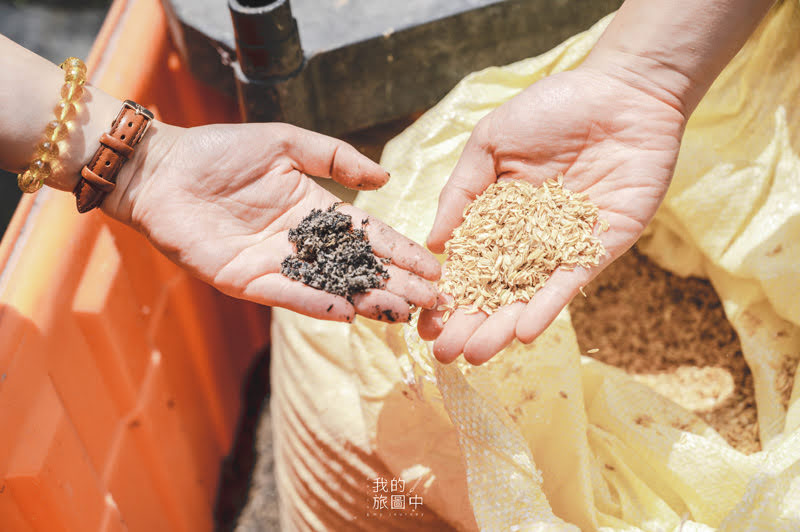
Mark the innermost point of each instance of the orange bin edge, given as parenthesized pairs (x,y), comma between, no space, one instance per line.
(119,374)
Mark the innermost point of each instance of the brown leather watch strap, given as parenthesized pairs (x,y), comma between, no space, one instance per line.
(99,177)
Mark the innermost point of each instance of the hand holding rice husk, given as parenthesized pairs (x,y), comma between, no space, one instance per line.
(513,237)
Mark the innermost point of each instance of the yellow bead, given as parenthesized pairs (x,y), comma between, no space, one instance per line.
(73,62)
(28,183)
(40,170)
(76,75)
(56,131)
(72,91)
(65,111)
(47,150)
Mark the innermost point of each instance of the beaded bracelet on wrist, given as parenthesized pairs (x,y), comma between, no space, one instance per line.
(47,151)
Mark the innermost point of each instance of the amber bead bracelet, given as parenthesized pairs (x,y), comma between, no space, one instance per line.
(41,168)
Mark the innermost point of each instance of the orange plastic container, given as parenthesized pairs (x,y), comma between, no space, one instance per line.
(119,373)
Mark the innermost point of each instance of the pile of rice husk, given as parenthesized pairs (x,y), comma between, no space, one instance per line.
(671,334)
(514,235)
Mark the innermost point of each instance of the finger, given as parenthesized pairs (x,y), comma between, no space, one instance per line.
(430,322)
(388,243)
(551,299)
(494,334)
(473,173)
(455,334)
(278,291)
(382,306)
(323,156)
(412,288)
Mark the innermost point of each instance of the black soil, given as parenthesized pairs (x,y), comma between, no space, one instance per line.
(333,256)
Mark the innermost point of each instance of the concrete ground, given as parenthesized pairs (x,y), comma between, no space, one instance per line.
(54,30)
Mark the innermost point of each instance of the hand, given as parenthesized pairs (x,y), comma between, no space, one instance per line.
(219,201)
(609,139)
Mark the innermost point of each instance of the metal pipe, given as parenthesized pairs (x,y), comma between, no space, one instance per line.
(267,40)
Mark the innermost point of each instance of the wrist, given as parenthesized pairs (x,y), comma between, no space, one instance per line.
(651,76)
(675,50)
(136,176)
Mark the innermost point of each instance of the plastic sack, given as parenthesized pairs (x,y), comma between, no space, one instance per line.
(541,438)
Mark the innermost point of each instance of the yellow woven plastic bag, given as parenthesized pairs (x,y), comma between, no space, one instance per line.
(541,438)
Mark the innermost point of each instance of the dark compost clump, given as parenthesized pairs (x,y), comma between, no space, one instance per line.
(333,256)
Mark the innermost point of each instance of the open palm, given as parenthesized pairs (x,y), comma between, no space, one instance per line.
(615,142)
(219,201)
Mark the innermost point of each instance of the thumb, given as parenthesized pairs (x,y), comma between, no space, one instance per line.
(323,156)
(474,172)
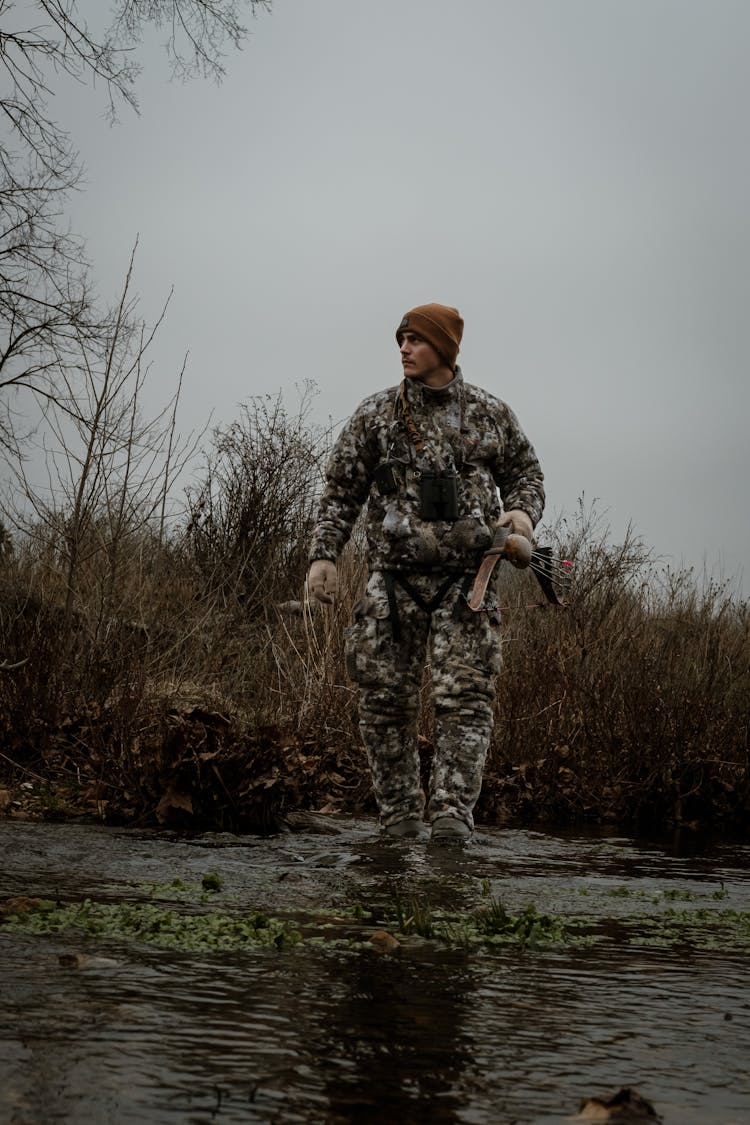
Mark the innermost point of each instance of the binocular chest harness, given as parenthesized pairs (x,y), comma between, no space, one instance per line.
(440,501)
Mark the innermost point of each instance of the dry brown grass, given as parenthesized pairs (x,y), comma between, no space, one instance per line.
(205,691)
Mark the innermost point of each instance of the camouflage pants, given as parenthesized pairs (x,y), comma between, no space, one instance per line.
(463,650)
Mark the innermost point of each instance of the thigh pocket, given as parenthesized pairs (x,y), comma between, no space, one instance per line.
(369,650)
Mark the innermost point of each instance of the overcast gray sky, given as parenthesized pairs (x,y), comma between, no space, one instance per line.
(572,174)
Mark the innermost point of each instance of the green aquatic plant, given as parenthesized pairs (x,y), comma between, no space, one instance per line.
(160,926)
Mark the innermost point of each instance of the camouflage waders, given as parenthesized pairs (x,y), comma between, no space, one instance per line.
(463,651)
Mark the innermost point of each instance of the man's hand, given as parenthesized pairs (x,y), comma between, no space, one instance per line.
(518,523)
(323,581)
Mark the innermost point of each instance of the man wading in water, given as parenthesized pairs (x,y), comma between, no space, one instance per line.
(428,457)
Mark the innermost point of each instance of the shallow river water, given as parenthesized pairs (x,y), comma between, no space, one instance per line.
(333,1029)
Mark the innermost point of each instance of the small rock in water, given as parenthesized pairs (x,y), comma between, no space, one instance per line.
(385,942)
(86,961)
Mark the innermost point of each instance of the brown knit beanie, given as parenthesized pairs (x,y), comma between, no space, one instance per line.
(440,324)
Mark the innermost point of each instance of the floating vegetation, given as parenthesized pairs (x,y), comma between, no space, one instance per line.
(717,929)
(160,926)
(489,924)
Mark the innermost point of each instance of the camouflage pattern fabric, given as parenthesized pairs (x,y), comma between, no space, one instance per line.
(463,428)
(463,650)
(470,432)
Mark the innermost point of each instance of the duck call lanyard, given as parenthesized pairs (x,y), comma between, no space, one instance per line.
(403,408)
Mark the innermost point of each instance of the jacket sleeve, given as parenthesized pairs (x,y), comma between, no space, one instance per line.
(349,475)
(517,471)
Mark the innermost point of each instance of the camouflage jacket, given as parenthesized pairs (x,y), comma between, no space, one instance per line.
(463,429)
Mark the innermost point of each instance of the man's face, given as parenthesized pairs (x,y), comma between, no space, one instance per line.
(419,359)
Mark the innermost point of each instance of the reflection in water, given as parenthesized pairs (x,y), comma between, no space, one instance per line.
(394,1045)
(326,1035)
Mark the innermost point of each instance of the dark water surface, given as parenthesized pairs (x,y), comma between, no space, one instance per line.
(333,1034)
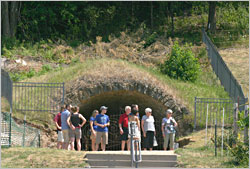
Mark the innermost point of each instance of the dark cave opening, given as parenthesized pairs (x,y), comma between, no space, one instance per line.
(116,102)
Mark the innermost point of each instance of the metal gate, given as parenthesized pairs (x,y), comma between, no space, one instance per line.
(38,101)
(37,98)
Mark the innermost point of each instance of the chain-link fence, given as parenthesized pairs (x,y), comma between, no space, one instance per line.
(20,135)
(226,77)
(219,118)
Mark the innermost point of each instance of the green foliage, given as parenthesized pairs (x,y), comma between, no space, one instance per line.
(240,153)
(243,121)
(181,64)
(150,40)
(19,76)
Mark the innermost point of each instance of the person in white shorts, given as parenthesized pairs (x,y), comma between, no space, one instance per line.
(57,121)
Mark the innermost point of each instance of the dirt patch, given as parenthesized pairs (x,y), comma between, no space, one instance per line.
(237,60)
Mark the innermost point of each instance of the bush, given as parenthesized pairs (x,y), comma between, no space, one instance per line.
(150,39)
(181,64)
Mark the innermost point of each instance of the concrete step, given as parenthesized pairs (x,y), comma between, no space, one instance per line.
(128,157)
(121,159)
(126,163)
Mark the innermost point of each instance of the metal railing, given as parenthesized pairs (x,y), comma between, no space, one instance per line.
(135,156)
(21,134)
(225,76)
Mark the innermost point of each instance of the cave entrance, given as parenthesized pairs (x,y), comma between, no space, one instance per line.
(116,102)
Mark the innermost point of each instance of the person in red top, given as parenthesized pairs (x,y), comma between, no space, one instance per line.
(57,121)
(123,125)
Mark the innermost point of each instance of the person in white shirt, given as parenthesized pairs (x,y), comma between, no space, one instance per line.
(148,129)
(168,129)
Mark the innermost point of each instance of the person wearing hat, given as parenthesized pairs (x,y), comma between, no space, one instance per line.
(148,129)
(168,129)
(102,122)
(65,127)
(123,126)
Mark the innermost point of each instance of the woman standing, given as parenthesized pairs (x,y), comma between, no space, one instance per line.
(148,129)
(93,128)
(168,131)
(75,127)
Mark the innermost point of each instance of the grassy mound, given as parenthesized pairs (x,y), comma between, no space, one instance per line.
(206,86)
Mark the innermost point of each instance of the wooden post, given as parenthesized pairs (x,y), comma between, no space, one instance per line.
(206,126)
(222,132)
(246,128)
(235,119)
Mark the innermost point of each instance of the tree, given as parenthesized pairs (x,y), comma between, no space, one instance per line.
(211,25)
(10,15)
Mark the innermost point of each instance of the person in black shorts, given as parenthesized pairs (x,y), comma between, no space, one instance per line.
(123,125)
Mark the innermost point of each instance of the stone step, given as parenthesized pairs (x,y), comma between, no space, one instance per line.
(128,157)
(127,163)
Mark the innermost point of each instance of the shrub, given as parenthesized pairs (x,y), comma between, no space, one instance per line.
(150,39)
(181,64)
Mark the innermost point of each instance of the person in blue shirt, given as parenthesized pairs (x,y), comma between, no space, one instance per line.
(65,127)
(102,122)
(93,128)
(135,107)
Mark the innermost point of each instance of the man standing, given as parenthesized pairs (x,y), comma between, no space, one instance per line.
(65,127)
(102,122)
(123,125)
(57,121)
(135,107)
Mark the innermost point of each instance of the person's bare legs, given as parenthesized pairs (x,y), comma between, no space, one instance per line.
(65,145)
(59,145)
(93,145)
(103,147)
(123,145)
(78,142)
(96,147)
(72,142)
(128,144)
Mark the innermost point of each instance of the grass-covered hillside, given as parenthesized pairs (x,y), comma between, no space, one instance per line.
(206,86)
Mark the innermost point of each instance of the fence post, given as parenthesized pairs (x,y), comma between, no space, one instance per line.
(39,143)
(206,126)
(24,128)
(215,139)
(246,128)
(235,119)
(222,132)
(194,112)
(10,127)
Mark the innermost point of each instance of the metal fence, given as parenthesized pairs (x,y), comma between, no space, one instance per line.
(21,134)
(211,109)
(219,119)
(6,86)
(37,99)
(226,77)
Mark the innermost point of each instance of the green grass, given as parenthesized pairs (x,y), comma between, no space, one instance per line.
(196,155)
(206,86)
(20,157)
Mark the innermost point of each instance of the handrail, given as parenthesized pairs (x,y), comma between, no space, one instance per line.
(133,147)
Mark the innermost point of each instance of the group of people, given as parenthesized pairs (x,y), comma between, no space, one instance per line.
(69,122)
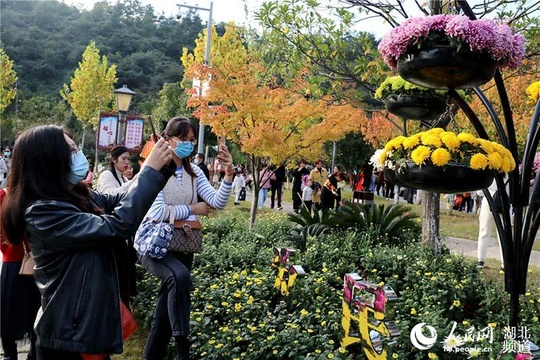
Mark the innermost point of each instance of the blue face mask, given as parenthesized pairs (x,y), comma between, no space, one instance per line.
(183,150)
(79,167)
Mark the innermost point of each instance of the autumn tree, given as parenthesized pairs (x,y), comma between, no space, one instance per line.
(91,88)
(265,119)
(8,77)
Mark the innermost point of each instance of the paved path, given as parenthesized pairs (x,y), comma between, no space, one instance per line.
(456,245)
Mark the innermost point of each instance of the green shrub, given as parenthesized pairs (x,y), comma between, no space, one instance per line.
(237,312)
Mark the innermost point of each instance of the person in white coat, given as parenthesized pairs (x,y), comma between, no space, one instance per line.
(239,183)
(486,223)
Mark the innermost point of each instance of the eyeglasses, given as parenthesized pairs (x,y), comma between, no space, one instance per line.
(184,140)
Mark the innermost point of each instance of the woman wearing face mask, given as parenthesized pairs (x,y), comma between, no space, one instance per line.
(180,195)
(113,181)
(70,230)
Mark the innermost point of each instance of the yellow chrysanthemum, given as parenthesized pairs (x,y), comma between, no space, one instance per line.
(440,157)
(410,142)
(495,161)
(466,137)
(478,162)
(394,144)
(450,140)
(432,139)
(533,91)
(486,145)
(420,154)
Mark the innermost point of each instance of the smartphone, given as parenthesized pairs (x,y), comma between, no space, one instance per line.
(153,128)
(221,140)
(221,143)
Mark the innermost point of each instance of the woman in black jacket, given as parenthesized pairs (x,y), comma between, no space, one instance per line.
(70,230)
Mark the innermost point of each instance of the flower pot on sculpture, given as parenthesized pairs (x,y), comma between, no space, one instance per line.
(443,161)
(451,51)
(444,68)
(416,107)
(443,179)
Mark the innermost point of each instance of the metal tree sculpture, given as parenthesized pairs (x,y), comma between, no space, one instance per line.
(517,236)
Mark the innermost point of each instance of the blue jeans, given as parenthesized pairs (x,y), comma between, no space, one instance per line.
(173,304)
(262,196)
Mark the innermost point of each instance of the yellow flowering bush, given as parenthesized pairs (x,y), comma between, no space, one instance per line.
(441,148)
(533,91)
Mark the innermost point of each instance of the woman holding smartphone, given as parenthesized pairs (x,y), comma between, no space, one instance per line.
(70,230)
(180,195)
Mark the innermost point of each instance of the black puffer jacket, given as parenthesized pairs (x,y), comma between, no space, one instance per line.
(75,268)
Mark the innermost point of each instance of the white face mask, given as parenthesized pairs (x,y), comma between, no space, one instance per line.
(79,167)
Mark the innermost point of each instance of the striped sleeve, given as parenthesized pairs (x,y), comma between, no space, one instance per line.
(216,199)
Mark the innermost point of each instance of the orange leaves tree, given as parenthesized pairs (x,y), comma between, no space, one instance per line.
(270,120)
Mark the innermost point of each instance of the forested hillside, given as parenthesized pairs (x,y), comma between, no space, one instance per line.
(46,39)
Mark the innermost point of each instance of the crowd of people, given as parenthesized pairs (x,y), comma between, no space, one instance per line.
(82,239)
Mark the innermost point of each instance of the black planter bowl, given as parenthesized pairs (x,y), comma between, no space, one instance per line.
(443,179)
(443,68)
(416,107)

____________

EXERCISE TASK. Starting at the line that contains "blue jeans, given", print every line through the end of the listing, word for word. Leave out all the rest.

RESULT OF THIS EXERCISE.
Mark the innermost point of each instance of the blue jeans, given as parenthesized pairs (x,y), comma between, no space, one instance per line.
(173,304)
(262,196)
Mark the innermost point of each instance of the yellow flowering bush, given as parenthesized pairs (x,y), comma between, no space, one instance per line.
(441,148)
(533,91)
Mark the innermost point of each instance of the woman holding smartphone, given as parenthesized pairs (x,y), comma between, no space, one instance per line.
(70,230)
(180,195)
Mark the innermost point of each instance of the black puffer jacket, given as parenthesized pairs (x,y), comma between, no space, one instance per line.
(75,268)
Mark the innermost point of each instance of the white face mask, given as parenthesized pairs (x,y), comma between, no space, one instance per line.
(79,167)
Mark the innermost point of each instance of the striped sleeve, given as parenthesized pairs (x,y), comma between, no space, one instance per line.
(216,199)
Mark the innermost point of each instance of the orange leaves tree, given as parenthesized pairs (x,y), comma between, no space, one instance per line.
(270,120)
Mark the innermost point of each instance of the forested hillside, given as parenthesized pairs (x,y), comma between, no space, one instance per line.
(46,39)
Mark the innermost point of each instance of the crowd of people, given as parenthesized pairs (x,y), comma between, no space, one instance per line.
(82,239)
Mark the innermost point of each instance of the black planter bowl, given as parenthesized pairs (x,y), comma between, no space, one instance per line.
(443,179)
(443,68)
(416,107)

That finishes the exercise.